* WORK ORDER: Identify all lines of the data containing the string "light" and copy them.

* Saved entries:
== == ==
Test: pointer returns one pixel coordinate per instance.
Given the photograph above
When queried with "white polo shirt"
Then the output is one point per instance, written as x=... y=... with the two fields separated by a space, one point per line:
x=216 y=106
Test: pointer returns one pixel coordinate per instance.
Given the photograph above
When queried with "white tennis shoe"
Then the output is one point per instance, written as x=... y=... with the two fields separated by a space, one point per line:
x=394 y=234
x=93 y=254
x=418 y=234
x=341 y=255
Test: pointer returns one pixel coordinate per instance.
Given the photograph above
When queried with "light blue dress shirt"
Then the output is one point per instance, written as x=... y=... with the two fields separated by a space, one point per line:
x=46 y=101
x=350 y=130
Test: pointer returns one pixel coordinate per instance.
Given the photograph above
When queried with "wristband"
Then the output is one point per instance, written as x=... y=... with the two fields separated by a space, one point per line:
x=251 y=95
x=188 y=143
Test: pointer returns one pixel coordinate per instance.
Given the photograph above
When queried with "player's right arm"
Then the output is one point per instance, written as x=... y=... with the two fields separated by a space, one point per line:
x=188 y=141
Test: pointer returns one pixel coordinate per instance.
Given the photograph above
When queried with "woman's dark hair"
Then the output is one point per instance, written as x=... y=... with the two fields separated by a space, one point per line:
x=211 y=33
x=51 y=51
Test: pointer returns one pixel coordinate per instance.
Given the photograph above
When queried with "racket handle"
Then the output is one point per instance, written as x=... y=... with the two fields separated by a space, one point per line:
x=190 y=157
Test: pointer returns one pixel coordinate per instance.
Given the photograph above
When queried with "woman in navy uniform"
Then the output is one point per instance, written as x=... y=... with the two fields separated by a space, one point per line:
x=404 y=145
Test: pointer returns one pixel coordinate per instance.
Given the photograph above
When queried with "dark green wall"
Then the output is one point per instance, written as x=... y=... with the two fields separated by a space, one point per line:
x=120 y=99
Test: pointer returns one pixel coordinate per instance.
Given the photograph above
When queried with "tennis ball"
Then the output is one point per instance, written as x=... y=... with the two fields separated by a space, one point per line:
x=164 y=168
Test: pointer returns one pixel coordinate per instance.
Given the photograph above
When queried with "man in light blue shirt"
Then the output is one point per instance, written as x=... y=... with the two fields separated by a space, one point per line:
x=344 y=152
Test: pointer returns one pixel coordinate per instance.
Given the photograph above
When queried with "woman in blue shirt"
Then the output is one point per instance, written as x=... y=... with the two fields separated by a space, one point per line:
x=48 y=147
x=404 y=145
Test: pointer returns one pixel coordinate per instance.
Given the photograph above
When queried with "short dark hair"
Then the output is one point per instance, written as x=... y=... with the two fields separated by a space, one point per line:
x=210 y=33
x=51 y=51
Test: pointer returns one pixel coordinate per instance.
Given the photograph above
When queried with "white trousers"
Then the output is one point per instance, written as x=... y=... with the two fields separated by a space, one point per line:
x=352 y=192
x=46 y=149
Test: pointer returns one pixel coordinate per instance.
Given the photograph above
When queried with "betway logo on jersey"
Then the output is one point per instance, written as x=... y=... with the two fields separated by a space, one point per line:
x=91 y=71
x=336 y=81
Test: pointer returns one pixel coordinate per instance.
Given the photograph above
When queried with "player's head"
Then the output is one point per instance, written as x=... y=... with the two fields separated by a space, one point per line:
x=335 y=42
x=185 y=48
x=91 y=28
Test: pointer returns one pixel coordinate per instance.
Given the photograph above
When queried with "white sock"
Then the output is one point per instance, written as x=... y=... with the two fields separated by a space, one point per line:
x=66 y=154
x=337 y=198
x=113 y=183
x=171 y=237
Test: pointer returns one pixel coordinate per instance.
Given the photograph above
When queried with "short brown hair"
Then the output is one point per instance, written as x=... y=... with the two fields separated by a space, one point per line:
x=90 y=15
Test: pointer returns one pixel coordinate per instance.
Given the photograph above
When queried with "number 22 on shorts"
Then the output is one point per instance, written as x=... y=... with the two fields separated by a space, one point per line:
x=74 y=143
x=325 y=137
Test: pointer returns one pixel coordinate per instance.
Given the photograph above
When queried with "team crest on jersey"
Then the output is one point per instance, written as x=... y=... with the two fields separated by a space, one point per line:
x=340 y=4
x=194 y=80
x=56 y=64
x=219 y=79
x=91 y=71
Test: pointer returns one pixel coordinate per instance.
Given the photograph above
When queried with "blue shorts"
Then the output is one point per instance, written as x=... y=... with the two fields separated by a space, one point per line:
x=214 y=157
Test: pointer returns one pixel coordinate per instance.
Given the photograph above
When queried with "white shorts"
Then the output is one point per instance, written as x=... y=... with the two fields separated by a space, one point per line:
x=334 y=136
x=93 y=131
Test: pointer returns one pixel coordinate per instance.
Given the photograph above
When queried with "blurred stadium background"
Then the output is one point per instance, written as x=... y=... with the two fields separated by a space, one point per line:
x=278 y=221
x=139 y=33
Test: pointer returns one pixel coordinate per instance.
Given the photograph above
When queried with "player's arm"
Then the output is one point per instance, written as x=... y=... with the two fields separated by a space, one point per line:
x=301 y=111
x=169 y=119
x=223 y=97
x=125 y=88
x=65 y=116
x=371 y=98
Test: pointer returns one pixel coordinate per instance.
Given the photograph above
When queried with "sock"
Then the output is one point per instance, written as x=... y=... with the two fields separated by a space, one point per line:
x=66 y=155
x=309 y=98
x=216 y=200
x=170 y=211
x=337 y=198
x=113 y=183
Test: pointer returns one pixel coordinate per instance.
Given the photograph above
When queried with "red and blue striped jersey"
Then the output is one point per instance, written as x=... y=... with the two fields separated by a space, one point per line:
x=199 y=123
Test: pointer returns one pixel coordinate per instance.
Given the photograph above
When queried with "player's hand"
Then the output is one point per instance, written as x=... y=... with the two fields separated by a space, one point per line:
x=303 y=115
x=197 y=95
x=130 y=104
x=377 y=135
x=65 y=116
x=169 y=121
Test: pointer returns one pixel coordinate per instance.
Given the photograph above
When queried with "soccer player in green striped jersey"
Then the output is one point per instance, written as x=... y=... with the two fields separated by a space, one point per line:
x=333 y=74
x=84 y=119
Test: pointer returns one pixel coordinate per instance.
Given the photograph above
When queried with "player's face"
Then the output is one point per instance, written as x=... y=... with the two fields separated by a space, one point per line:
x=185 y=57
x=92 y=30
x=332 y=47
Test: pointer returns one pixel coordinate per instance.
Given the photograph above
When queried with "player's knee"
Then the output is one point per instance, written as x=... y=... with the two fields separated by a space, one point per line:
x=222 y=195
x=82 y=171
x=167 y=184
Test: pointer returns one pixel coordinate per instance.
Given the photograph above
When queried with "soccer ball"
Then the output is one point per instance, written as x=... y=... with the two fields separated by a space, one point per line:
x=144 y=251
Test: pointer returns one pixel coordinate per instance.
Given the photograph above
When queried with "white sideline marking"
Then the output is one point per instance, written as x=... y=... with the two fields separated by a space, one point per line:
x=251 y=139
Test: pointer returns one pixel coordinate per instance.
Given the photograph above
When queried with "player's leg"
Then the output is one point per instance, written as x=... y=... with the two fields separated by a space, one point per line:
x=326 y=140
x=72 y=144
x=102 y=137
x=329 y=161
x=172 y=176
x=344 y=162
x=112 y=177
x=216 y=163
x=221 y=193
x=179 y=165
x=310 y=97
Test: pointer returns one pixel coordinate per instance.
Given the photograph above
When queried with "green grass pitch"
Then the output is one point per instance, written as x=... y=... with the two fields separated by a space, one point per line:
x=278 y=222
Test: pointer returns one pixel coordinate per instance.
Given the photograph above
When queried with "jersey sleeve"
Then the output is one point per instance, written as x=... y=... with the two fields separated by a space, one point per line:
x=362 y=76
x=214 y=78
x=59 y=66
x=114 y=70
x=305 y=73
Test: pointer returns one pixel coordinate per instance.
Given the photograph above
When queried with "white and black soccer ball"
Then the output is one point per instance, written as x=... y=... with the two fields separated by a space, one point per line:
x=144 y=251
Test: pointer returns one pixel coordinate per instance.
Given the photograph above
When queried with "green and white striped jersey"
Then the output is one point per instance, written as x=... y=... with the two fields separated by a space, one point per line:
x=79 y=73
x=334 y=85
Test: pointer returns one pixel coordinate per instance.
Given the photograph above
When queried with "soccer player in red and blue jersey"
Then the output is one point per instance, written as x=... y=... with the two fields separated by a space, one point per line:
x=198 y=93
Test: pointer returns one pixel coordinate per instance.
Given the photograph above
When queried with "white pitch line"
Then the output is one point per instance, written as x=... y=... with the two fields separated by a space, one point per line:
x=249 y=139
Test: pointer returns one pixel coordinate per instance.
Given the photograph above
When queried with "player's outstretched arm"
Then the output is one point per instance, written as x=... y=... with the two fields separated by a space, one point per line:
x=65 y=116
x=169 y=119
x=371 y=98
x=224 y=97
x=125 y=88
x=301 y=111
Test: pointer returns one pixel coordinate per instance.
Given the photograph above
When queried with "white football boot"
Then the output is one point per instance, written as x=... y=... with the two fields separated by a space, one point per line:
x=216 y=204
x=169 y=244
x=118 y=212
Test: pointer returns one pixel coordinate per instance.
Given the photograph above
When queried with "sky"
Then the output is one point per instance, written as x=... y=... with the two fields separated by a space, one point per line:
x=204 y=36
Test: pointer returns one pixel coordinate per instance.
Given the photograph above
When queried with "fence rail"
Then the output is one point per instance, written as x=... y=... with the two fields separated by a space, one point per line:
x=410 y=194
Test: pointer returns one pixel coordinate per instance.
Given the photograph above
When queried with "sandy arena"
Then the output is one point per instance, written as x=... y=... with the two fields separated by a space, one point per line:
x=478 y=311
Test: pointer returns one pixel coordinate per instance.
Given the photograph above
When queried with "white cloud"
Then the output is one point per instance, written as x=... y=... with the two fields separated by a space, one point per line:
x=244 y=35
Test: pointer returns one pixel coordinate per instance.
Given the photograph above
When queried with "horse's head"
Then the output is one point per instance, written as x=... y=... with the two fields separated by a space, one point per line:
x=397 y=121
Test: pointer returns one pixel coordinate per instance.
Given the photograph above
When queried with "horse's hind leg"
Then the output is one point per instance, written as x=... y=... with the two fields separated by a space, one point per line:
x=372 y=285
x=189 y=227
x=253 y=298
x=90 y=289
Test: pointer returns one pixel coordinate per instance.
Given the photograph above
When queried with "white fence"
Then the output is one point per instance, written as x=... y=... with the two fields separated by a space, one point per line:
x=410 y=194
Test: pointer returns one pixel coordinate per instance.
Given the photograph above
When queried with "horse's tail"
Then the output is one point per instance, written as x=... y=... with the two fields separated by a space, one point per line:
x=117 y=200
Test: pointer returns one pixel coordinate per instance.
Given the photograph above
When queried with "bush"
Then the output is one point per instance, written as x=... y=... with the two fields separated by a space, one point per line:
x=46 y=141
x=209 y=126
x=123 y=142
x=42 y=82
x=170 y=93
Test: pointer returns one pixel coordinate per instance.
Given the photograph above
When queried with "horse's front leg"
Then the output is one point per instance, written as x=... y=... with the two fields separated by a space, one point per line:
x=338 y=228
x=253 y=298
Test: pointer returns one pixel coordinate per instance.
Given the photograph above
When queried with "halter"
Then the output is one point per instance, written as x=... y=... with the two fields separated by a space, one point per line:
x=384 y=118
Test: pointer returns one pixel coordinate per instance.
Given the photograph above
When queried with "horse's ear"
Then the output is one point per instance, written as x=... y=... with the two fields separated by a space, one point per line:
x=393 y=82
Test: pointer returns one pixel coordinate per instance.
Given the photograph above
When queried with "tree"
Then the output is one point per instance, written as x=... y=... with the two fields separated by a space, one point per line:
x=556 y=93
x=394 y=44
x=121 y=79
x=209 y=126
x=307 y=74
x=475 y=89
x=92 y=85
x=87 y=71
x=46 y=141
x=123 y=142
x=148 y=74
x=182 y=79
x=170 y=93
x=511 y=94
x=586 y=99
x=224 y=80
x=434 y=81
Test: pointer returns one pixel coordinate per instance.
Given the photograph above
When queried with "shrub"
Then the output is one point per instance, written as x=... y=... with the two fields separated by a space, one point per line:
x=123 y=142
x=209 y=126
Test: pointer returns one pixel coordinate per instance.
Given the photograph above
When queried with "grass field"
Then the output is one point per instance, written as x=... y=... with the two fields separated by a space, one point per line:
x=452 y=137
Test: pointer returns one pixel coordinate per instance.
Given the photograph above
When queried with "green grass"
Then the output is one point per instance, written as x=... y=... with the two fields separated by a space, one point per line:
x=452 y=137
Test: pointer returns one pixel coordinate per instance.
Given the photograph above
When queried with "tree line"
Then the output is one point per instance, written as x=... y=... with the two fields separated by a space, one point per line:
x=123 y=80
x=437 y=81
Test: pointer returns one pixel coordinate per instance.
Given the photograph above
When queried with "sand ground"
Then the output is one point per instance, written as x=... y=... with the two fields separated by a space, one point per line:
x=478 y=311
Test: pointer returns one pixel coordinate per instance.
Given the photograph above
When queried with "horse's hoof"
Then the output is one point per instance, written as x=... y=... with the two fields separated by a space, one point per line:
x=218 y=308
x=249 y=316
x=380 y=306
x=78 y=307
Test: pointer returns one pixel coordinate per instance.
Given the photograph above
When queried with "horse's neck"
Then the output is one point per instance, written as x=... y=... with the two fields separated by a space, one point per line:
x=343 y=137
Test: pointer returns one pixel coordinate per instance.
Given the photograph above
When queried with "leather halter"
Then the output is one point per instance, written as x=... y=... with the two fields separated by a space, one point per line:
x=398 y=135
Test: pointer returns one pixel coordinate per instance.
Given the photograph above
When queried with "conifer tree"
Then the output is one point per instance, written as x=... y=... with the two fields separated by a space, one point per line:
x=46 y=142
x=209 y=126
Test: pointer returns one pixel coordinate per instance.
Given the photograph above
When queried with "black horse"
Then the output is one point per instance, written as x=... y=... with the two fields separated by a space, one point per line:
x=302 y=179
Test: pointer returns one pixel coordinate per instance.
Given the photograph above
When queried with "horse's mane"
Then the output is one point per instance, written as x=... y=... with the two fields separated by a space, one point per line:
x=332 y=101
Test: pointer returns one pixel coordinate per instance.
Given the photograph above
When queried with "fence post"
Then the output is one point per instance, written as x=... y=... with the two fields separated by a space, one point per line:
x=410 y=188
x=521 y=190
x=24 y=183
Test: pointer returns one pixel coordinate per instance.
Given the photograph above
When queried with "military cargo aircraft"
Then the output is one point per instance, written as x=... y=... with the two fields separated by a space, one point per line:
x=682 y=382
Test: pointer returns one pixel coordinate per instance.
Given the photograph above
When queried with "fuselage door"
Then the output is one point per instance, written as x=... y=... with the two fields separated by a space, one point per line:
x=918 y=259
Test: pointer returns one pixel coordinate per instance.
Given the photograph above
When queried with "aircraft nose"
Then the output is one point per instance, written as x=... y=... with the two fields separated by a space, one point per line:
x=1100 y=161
== == ==
* SOLUTION FOR THIS TASK:
When queried with "light blue dress shirt"
When queried with "man in light blue shirt"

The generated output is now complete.